▸ **What the exercise asks**
When a line below holds the string "wearing", show that line.

▸ **Task inputs**
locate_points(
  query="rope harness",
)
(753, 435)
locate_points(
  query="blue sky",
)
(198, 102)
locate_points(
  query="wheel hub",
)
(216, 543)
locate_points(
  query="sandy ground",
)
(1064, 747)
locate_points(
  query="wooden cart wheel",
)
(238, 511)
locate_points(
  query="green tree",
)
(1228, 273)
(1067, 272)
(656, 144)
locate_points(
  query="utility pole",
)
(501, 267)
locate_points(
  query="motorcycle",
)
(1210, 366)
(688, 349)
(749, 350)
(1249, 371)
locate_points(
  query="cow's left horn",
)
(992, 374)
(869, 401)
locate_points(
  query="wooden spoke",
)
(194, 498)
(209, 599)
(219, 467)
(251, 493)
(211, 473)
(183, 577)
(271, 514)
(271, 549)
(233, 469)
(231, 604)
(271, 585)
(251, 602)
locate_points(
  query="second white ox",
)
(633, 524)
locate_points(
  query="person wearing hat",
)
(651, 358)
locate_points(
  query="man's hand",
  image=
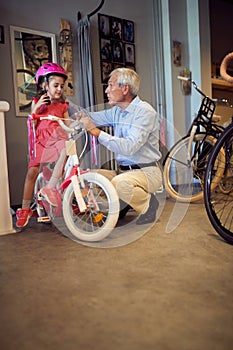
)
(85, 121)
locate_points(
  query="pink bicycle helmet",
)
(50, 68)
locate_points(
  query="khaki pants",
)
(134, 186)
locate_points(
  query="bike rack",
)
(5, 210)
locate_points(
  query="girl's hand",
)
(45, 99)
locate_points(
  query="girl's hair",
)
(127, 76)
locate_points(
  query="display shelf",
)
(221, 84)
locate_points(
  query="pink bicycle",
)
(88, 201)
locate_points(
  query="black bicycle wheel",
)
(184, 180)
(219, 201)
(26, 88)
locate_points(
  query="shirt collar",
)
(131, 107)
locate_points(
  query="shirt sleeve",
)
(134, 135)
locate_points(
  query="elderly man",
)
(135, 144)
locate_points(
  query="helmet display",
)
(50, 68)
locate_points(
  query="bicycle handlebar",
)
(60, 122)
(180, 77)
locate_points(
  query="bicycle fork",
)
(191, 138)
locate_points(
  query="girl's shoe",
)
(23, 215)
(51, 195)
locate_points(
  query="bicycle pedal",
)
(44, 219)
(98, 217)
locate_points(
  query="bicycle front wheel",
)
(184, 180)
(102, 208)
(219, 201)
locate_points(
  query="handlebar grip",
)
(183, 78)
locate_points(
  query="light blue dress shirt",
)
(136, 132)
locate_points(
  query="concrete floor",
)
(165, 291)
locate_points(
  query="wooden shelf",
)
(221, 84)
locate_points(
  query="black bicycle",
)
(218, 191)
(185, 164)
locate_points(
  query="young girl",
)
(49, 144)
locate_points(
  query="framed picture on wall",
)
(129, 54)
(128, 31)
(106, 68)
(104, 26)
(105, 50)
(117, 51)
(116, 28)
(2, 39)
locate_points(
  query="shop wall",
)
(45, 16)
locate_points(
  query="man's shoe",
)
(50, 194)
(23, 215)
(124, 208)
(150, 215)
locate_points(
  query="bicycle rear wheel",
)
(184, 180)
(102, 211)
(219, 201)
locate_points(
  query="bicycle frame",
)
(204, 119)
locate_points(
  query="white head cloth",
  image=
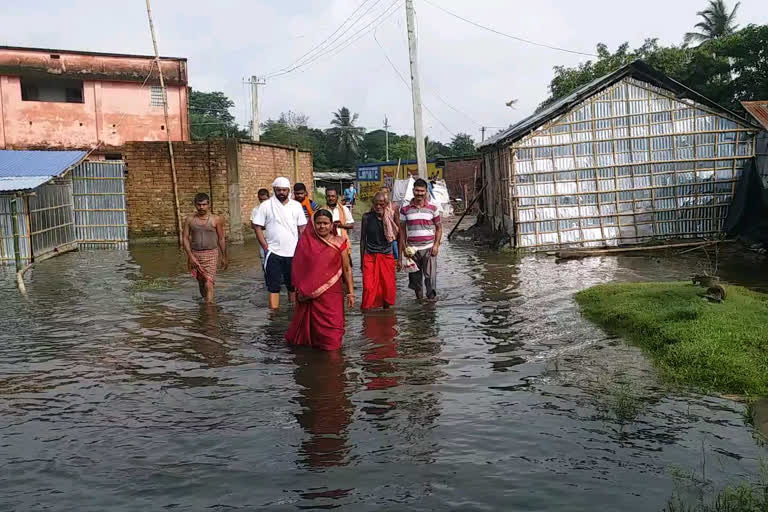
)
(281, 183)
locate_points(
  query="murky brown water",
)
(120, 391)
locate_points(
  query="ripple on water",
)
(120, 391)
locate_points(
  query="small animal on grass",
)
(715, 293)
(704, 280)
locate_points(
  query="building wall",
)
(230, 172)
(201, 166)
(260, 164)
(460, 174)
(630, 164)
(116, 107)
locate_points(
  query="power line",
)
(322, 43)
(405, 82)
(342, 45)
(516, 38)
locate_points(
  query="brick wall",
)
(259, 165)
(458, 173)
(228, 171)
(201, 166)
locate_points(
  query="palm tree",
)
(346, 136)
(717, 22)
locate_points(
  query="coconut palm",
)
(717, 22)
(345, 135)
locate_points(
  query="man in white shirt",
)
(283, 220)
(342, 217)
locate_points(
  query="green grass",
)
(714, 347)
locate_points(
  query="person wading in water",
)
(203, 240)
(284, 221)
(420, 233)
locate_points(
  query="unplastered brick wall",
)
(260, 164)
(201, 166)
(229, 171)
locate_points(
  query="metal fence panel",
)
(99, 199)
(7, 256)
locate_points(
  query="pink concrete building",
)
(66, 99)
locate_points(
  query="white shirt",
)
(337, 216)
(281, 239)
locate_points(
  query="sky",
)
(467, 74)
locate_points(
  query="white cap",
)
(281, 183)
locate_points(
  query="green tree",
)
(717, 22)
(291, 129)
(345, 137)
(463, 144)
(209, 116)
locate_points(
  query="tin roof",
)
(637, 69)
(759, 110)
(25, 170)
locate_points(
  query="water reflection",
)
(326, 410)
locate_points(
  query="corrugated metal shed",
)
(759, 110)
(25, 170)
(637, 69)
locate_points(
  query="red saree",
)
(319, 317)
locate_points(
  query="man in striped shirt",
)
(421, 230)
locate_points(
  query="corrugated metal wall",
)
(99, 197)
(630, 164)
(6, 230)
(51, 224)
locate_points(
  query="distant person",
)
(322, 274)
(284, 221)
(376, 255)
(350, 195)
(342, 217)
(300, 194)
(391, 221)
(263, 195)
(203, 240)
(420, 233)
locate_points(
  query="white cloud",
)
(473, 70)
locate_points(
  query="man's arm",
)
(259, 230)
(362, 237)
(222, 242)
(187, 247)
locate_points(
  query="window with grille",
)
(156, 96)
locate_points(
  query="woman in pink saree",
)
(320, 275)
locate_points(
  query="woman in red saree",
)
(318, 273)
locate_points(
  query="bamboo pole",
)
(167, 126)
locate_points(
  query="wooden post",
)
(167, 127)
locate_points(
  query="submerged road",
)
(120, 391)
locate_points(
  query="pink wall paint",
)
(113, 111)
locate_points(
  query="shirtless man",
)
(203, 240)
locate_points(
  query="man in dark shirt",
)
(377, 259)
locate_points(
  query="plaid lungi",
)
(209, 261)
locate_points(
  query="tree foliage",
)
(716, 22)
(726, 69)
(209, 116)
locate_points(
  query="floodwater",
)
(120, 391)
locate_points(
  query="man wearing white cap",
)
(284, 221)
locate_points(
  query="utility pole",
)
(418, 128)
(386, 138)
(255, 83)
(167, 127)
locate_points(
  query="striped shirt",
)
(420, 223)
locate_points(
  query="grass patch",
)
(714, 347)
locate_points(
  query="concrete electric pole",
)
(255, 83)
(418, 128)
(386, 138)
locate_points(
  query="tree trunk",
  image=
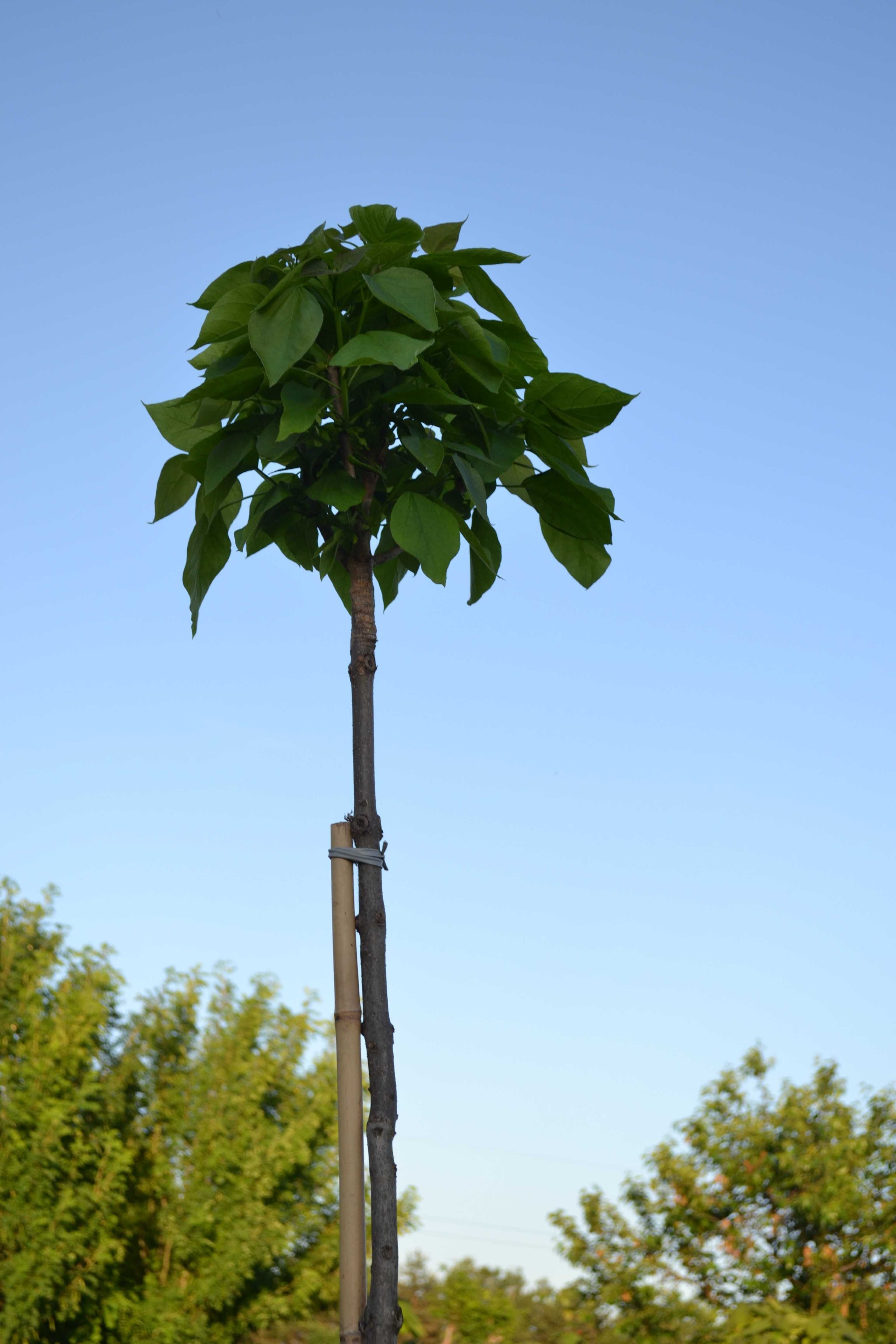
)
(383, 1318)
---
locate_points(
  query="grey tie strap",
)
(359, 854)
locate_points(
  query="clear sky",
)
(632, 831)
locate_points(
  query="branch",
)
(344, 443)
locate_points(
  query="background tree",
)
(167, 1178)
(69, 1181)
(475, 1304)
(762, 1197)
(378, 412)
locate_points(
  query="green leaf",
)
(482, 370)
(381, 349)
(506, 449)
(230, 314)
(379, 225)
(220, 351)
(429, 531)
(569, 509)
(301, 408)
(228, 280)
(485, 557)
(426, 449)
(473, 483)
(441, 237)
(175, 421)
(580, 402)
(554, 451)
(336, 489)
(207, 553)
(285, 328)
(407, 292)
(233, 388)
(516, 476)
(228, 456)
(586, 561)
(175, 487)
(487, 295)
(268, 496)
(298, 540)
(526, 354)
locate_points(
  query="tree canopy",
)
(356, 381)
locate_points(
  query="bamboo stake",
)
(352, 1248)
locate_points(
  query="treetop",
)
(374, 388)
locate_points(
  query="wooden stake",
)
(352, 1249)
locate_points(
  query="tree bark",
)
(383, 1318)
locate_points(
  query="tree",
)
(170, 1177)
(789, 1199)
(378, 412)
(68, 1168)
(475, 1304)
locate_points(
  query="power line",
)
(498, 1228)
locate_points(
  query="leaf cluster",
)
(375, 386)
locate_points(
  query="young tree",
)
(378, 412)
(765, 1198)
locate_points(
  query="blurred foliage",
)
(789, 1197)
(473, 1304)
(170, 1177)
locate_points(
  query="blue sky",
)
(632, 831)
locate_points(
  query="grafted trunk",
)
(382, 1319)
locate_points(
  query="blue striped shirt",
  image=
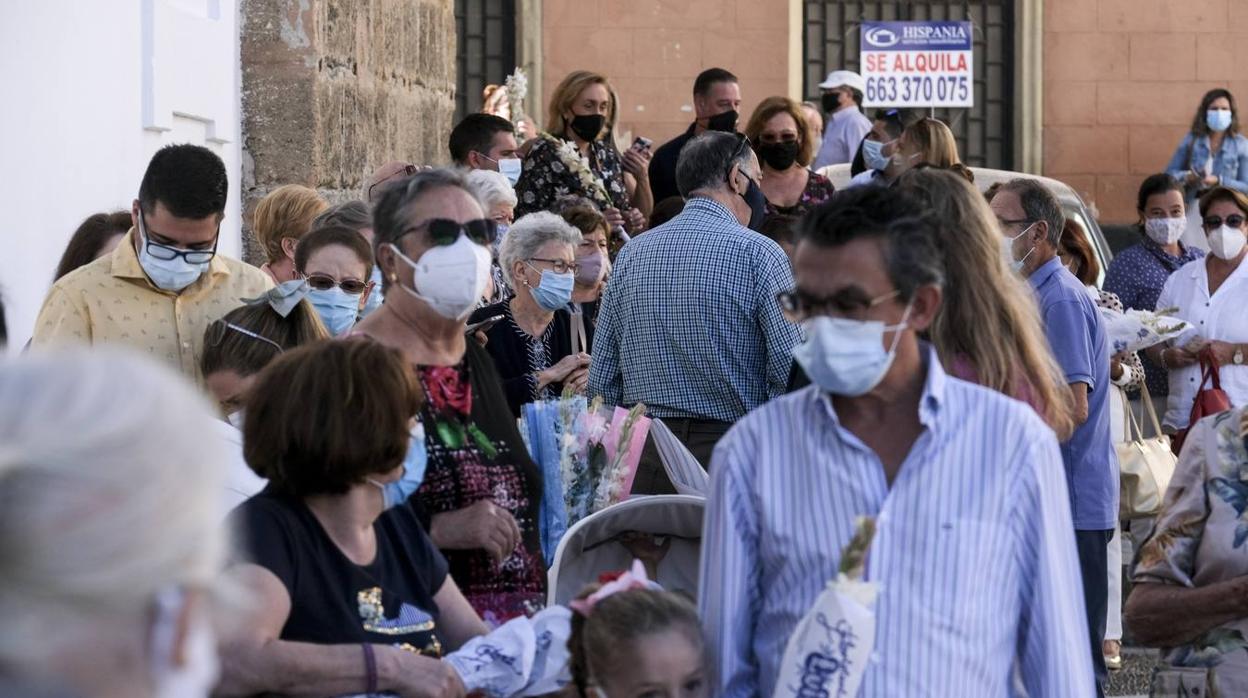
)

▸ **Response to the exercise**
  query="person wearing hat",
  query="man wearing white cap",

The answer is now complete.